RECORDS SUPPLIED:
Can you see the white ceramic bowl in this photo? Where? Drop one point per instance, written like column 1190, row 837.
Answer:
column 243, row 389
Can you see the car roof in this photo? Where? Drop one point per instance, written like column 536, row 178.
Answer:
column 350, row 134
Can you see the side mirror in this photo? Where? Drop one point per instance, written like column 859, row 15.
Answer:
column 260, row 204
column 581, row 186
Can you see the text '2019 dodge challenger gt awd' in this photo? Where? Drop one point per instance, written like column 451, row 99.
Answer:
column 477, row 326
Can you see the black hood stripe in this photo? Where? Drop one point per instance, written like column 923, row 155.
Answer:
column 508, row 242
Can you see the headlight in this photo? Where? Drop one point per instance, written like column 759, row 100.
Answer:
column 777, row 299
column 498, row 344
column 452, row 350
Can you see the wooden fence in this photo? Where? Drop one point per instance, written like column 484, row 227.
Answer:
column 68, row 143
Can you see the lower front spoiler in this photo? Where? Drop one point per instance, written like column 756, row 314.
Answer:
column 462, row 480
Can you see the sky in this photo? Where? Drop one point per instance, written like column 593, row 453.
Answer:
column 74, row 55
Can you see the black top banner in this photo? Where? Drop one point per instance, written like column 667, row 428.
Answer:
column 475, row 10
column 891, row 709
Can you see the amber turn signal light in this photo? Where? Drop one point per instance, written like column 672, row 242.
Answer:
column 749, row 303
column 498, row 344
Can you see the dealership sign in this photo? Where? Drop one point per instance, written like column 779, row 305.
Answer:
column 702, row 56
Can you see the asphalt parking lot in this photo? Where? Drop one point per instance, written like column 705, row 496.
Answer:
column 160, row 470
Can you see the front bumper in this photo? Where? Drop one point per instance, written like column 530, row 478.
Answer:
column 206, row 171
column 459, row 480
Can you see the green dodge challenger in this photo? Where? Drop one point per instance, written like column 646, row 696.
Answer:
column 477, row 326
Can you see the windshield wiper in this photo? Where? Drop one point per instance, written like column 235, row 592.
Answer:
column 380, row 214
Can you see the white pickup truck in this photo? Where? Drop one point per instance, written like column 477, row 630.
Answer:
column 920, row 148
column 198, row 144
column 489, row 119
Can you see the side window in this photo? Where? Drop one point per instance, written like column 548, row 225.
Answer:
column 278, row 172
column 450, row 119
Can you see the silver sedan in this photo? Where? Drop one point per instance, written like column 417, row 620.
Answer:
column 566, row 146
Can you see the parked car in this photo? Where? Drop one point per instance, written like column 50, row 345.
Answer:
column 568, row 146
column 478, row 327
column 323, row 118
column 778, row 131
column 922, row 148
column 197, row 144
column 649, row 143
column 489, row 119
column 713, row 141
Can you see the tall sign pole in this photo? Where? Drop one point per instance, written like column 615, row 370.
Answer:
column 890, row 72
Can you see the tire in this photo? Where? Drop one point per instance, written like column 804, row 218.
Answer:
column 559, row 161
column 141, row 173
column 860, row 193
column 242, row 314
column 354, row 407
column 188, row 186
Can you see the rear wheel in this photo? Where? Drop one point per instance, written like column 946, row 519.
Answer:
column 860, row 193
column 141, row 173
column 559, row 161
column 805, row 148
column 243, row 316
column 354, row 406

WHAT IS BEING ASKED: Go through the entries and copy every line that has "dodge".

WRITTEN REPLY:
Can you see the text '2019 dodge challenger gt awd' in this photo? Where? Drop one point per instance, written like column 451, row 99.
Can you see the green dodge challenger in this photo? Where? Drop one point per instance, written like column 646, row 696.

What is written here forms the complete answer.